#### Written request:
Set down every line of the listing below word for word, changing nothing.

[Data items]
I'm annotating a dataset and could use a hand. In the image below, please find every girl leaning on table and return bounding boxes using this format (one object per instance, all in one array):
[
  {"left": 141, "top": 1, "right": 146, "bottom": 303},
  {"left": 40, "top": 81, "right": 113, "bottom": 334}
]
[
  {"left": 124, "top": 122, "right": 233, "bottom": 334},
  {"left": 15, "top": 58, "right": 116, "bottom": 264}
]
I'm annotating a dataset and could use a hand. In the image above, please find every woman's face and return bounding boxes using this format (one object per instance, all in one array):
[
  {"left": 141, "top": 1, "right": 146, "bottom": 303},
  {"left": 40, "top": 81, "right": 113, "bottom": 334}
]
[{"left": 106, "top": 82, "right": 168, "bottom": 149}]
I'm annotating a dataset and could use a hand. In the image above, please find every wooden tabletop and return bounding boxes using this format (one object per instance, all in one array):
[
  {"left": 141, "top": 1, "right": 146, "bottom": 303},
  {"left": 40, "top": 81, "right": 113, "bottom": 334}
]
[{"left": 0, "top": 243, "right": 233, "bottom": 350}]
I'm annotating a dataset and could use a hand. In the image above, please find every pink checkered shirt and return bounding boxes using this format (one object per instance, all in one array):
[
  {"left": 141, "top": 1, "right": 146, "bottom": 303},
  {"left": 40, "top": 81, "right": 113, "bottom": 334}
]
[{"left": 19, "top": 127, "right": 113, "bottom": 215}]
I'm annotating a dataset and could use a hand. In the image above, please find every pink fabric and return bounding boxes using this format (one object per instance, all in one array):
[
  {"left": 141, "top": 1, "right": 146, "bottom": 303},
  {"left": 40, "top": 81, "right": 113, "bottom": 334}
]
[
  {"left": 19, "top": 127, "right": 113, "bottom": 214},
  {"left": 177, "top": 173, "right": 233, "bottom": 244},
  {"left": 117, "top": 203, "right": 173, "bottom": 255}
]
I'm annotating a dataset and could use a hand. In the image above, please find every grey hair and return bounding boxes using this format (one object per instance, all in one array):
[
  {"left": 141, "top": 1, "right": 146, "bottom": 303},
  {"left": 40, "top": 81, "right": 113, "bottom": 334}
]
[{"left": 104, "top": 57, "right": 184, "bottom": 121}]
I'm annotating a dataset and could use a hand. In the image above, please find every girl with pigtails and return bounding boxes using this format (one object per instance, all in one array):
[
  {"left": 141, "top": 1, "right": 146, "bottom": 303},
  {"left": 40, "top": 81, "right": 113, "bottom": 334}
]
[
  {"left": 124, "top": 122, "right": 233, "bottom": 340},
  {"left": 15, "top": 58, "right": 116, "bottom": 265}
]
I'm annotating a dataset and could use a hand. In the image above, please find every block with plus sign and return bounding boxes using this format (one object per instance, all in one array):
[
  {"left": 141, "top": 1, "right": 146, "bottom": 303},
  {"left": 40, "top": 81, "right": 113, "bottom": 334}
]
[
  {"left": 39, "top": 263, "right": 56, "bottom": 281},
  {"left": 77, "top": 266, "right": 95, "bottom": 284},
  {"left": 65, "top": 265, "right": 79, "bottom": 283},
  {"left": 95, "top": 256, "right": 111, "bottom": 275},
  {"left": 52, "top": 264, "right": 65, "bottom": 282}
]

#### The answer:
I'm annotating a dataset and could use a hand. In the image below, please find every girl leaning on table and return bounding boxes using this format (one object per instance, all in one array):
[
  {"left": 141, "top": 1, "right": 146, "bottom": 303},
  {"left": 40, "top": 81, "right": 113, "bottom": 334}
]
[
  {"left": 124, "top": 122, "right": 233, "bottom": 334},
  {"left": 15, "top": 58, "right": 116, "bottom": 264}
]
I'm annotating a dataset and could use a hand. In the image above, please find every woman's face and return bounding boxes using this format (one object per instance, all in one array):
[
  {"left": 141, "top": 1, "right": 146, "bottom": 303},
  {"left": 40, "top": 81, "right": 113, "bottom": 334}
]
[{"left": 106, "top": 82, "right": 168, "bottom": 149}]
I'm annotating a dataset and could use a hand. In the image above, please find every wooden tabletop and return bounding boxes using this format (one object per instance, all in one array):
[
  {"left": 141, "top": 1, "right": 146, "bottom": 303},
  {"left": 40, "top": 81, "right": 113, "bottom": 334}
]
[{"left": 0, "top": 243, "right": 233, "bottom": 350}]
I'm annotating a dataset and could use a hand. In the image above, please find every pink checkered shirt and return bounding boxes using this format (one object per instance, all in one array):
[
  {"left": 141, "top": 1, "right": 146, "bottom": 303},
  {"left": 40, "top": 81, "right": 113, "bottom": 334}
]
[{"left": 19, "top": 127, "right": 113, "bottom": 215}]
I'm annotating a dataset and could use a hand. In the image above, please find every pink fabric and return bounding boxes using this format (one object per instance, all in one array):
[
  {"left": 141, "top": 1, "right": 146, "bottom": 303},
  {"left": 40, "top": 81, "right": 113, "bottom": 334}
]
[
  {"left": 19, "top": 127, "right": 113, "bottom": 214},
  {"left": 177, "top": 173, "right": 233, "bottom": 244},
  {"left": 117, "top": 203, "right": 173, "bottom": 255}
]
I'm annotating a dataset and could use a hand. In the image above, please find every grey hair and return bounding boxes using this format (one object per instance, all in one array):
[
  {"left": 141, "top": 1, "right": 146, "bottom": 303},
  {"left": 40, "top": 81, "right": 113, "bottom": 334}
]
[{"left": 104, "top": 57, "right": 184, "bottom": 121}]
I'm annotating a dataset and could use a hand. In the image above, please find every girl with pigtails and return bounding boxes using this format (one object per instance, all in one array):
[
  {"left": 141, "top": 1, "right": 146, "bottom": 303},
  {"left": 40, "top": 81, "right": 113, "bottom": 334}
]
[
  {"left": 124, "top": 122, "right": 233, "bottom": 340},
  {"left": 15, "top": 58, "right": 116, "bottom": 265}
]
I'm annotating a dataset and could use a hand. In the image above, please find every block with plus sign and return bounding boxes using this format (one object per instance, all in one array):
[
  {"left": 141, "top": 1, "right": 146, "bottom": 303},
  {"left": 40, "top": 81, "right": 113, "bottom": 334}
]
[
  {"left": 39, "top": 263, "right": 56, "bottom": 281},
  {"left": 77, "top": 266, "right": 95, "bottom": 284},
  {"left": 65, "top": 265, "right": 79, "bottom": 283},
  {"left": 95, "top": 256, "right": 111, "bottom": 275},
  {"left": 52, "top": 264, "right": 65, "bottom": 282}
]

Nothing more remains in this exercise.